== TEXT FOR ANALYSIS ==
Once I had the annual idea I contacted Julia Marshall who was immediately very keen on the idea of Gecko Press publishing a miscellany of this kind (Gecko’s catchphrase is ‘curiously good books’). Then I contacted Susan Paris, who is a good friend, but more importantly has 12 years experience commissioning and editing the New Zealand School Journal a publication embedded in the history of children’s writing and illustrating in New Zealand and which is in many ways like Annual – miscellany of varied forms, but for use in the classroom.
Susan and I began by dreaming up ideas for stories, poems, articles etc and then worked out who we thought would be the best writers and artists to work with those ideas. We needed to come up with the ideas ourselves to ensure a balance across the annual – different moods (sad, funny, silly, reflective); different settings (urban, rural); gender and cultural balance; different forms (realist, fantasy, historical etc). We worked hard to match our ideas with the right artist/ writer…for example, we liked the idea of a ‘found’ poem composed entirely of lines taken from school newsletters. We asked James Brown to have a go at that – we knew he was great with different poetic forms. We approached writers and artists who we knew enjoyed working within certain parameters but who could still make the piece their own.

== DATASET EXCERPTS ==
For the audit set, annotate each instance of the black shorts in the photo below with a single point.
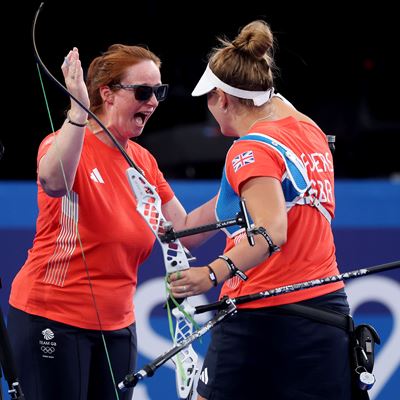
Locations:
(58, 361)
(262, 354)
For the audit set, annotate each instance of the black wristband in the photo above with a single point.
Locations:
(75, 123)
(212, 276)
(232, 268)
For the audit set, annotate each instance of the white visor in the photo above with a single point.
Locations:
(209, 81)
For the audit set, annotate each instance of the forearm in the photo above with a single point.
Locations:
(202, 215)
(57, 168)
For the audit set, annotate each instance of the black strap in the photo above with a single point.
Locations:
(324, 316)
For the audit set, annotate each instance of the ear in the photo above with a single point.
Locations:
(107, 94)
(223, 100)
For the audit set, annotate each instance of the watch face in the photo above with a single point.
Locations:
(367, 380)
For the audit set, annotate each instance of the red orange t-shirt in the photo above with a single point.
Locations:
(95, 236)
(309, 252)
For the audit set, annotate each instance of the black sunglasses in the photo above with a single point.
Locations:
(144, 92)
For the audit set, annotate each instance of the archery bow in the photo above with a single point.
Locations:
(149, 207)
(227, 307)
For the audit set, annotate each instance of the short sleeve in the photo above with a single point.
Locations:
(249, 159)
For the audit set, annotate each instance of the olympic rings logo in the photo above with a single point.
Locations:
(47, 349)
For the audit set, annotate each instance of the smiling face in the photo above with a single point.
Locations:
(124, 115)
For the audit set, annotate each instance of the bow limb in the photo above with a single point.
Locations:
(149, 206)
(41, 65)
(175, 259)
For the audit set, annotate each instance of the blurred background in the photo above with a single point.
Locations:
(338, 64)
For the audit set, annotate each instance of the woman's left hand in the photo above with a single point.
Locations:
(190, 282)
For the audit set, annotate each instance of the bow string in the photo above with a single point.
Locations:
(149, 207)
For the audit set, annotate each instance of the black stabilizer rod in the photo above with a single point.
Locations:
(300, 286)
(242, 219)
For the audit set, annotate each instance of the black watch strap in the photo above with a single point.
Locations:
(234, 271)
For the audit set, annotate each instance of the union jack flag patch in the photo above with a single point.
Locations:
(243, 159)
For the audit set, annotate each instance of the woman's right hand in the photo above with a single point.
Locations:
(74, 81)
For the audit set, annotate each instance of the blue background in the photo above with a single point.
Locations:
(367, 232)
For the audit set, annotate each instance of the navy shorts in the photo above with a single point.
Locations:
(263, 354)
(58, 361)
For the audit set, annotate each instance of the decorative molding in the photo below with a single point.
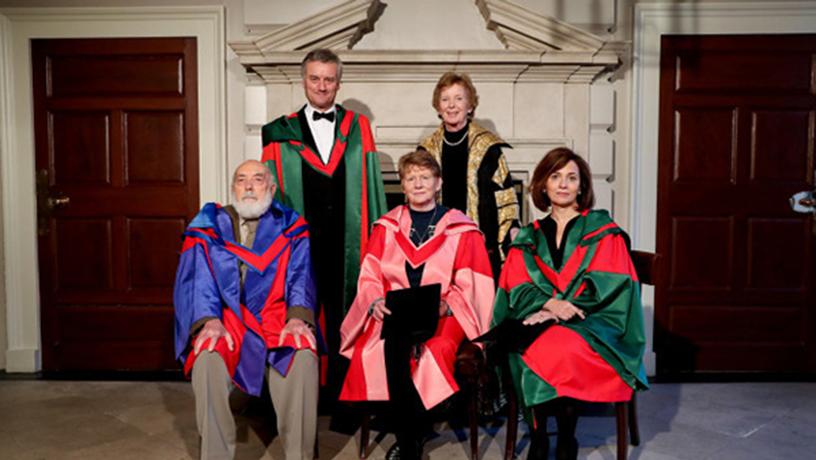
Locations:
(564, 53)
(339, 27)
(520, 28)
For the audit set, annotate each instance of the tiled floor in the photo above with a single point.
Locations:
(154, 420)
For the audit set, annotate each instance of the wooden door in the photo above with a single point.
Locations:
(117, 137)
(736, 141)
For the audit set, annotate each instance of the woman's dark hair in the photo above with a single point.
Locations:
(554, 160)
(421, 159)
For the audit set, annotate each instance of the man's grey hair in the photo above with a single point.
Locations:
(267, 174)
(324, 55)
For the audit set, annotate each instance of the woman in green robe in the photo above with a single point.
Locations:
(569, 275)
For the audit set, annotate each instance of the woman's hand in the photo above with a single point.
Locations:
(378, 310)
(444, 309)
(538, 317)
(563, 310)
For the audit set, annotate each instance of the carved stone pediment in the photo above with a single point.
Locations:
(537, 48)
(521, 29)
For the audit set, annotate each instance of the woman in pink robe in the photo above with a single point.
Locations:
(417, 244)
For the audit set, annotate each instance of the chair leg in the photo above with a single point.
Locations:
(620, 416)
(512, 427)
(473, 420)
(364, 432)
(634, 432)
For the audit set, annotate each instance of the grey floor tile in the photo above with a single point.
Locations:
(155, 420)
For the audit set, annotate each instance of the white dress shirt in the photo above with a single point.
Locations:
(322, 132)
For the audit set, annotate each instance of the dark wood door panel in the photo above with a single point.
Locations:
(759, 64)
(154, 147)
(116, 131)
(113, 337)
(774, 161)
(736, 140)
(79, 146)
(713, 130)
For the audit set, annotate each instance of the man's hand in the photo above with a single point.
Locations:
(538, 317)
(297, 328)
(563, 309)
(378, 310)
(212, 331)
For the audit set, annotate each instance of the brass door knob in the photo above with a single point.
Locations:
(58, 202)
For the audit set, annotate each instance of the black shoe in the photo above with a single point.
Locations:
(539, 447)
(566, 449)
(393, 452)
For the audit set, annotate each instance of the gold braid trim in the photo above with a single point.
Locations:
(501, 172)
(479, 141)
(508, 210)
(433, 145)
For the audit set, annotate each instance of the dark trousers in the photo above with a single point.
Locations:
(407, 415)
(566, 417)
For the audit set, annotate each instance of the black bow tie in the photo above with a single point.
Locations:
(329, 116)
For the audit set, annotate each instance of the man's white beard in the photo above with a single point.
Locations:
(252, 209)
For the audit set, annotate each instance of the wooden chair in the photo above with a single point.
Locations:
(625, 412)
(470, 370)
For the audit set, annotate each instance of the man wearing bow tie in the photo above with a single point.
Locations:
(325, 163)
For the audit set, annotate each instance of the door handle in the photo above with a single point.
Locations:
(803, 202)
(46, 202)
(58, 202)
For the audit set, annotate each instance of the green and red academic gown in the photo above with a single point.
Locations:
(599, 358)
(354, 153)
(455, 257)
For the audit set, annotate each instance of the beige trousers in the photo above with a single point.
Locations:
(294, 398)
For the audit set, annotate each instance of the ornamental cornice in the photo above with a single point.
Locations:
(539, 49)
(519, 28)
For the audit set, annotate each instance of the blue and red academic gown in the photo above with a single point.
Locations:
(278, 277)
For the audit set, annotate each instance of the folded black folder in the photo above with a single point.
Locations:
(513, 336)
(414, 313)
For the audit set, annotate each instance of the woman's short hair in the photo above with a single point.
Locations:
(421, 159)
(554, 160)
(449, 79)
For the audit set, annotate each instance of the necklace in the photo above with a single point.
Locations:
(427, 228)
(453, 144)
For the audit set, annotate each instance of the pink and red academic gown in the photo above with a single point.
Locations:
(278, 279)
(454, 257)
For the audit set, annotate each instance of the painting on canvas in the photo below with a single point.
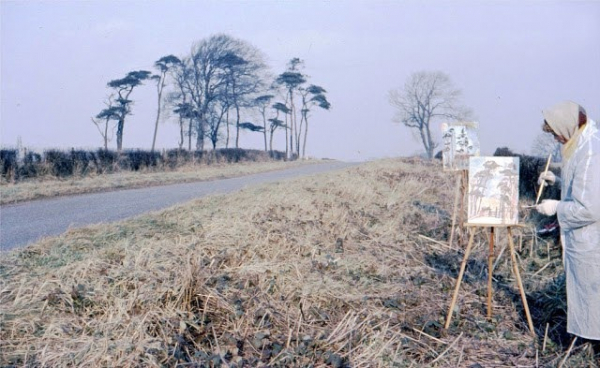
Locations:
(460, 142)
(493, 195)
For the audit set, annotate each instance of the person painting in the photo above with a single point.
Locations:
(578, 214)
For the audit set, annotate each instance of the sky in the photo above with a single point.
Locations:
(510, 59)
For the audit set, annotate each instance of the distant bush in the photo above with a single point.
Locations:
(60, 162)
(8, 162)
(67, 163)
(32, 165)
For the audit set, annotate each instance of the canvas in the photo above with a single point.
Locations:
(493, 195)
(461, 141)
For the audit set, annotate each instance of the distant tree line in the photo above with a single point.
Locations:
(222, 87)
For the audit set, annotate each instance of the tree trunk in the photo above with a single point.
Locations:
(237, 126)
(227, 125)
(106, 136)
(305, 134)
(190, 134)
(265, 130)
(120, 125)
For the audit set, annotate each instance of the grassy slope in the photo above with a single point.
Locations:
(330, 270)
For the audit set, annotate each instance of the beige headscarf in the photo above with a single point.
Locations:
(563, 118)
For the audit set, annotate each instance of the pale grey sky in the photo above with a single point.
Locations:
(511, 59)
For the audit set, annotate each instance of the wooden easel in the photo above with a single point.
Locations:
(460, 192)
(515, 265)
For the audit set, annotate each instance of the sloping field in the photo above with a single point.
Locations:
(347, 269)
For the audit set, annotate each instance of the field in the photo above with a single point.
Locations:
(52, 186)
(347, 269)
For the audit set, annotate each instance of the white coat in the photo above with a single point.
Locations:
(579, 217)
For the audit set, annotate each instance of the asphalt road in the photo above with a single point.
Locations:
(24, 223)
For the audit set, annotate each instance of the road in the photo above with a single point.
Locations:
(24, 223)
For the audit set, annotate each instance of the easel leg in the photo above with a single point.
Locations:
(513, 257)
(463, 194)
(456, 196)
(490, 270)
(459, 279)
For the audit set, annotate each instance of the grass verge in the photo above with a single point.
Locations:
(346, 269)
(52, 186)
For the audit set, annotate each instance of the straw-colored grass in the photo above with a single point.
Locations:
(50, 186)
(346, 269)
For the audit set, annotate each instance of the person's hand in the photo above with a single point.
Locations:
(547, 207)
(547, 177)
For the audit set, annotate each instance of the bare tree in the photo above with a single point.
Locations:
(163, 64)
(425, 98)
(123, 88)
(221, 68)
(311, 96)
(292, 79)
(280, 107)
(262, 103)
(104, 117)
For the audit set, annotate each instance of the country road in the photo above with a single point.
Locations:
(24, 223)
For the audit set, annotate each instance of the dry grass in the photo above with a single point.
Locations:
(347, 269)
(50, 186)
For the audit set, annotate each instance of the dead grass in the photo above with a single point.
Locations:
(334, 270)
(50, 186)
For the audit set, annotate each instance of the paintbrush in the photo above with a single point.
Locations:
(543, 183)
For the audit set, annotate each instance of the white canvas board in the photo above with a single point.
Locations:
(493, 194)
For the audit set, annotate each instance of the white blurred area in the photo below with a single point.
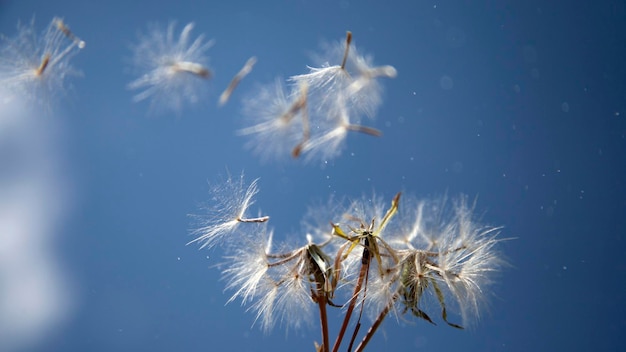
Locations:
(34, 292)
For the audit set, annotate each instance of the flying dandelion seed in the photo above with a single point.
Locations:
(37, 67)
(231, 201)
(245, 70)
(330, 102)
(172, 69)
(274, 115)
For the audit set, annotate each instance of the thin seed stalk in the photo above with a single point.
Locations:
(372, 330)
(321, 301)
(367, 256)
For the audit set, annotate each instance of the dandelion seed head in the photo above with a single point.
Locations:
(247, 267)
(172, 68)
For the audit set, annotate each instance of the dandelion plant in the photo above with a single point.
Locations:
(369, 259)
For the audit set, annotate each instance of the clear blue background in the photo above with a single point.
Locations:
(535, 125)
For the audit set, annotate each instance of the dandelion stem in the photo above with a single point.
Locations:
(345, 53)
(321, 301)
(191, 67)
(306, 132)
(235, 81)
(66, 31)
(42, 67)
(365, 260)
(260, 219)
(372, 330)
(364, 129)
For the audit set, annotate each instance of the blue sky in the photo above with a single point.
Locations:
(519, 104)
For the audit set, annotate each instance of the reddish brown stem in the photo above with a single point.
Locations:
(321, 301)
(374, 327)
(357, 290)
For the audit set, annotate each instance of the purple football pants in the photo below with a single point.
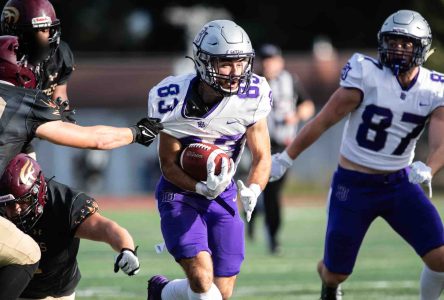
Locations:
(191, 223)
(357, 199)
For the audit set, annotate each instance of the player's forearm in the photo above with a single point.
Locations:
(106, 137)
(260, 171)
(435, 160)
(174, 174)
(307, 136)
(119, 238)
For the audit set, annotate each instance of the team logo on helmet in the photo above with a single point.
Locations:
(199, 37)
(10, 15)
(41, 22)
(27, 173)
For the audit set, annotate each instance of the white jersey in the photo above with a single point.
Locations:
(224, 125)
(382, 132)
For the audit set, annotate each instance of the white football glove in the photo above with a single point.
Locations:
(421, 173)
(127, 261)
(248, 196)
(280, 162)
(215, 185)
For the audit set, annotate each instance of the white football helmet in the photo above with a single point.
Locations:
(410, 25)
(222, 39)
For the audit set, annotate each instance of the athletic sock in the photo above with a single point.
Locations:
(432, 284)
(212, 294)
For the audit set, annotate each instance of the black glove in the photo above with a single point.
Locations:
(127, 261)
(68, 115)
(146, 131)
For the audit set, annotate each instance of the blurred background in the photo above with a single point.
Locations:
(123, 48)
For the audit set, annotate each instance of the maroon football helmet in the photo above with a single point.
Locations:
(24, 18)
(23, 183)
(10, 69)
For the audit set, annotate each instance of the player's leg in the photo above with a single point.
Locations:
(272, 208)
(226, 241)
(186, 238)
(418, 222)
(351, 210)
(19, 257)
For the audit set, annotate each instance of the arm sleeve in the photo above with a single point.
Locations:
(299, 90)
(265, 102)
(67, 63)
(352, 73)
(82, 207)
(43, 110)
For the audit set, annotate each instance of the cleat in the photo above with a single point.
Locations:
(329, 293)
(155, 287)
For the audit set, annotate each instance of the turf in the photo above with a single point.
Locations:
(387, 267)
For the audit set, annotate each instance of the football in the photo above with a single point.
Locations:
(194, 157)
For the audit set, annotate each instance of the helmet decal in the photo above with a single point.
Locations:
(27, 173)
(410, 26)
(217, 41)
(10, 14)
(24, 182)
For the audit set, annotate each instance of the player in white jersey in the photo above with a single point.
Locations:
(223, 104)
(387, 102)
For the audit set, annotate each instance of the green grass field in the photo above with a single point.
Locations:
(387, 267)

== WORK REQUEST 1 ==
Copy the passage about putting together the annual from "Once I had the" to "in the classroom.".
== WORK REQUEST 2 ==
List every person named in full in the passage about putting together the annual.
== WORK REQUEST 3 ==
Resume the passage about putting together the annual, picking up after its final sentence.

== ANSWER AREA 1 ==
Once I had the annual idea I contacted Julia Marshall who was immediately very keen on the idea of Gecko Press publishing a miscellany of this kind (Gecko’s catchphrase is ‘curiously good books’). Then I contacted Susan Paris, who is a good friend, but more importantly has 12 years experience commissioning and editing the New Zealand School Journal a publication embedded in the history of children’s writing and illustrating in New Zealand and which is in many ways like Annual – miscellany of varied forms, but for use in the classroom.

== ANSWER AREA 2 ==
Julia Marshall
Susan Paris
James Brown

== ANSWER AREA 3 ==
Commissioning was just the first stage – we edited all the work for publication and worked with Gecko Press to find illustrators for many of the pieces. It was particularly interesting for me – a tyro* in this regard – to see a project of this size right through from inception to publication. Every aspect of the process was fascinating – and quite consuming…debating the best sequencing of all the contributions, debating the title and cover, the color of the cover…and more. And finally there’s spreading the word ahead of publication – talking to librarians, booksellers, teachers, any prospective buyers – preparing the website to go live. (* Tyro = beginner or novice).
Kate, you say that Annual is meant to be enjoyed by ‘backwards browse.’ What does that mean?
This was new to me – Julia told us that people nearly always explore a book, especially a volume of mixed material, from the back to the front.
It’s perfectly true. I do it myself, though I’d never noticed…and we’ve enjoyed watching people pick up Annual and check it out by fanning the pages from back to front. That’s good from our point of view – the first piece they see, then, is Naked Grandmother, the board game which is pretty entertaining. A ‘backwards browse’ will find you flicking through an annual until you fall on what you want to sink yourself into.
Annual’s cover is quite subtle compared to the treasure trove inside. Was that intentional?
Yes, that was intentional – the title written vertically and two lovely drawings by Gregory O’Brien…the chirping bird kind of heralding something good to come. And then there’s the color – a radiant orange.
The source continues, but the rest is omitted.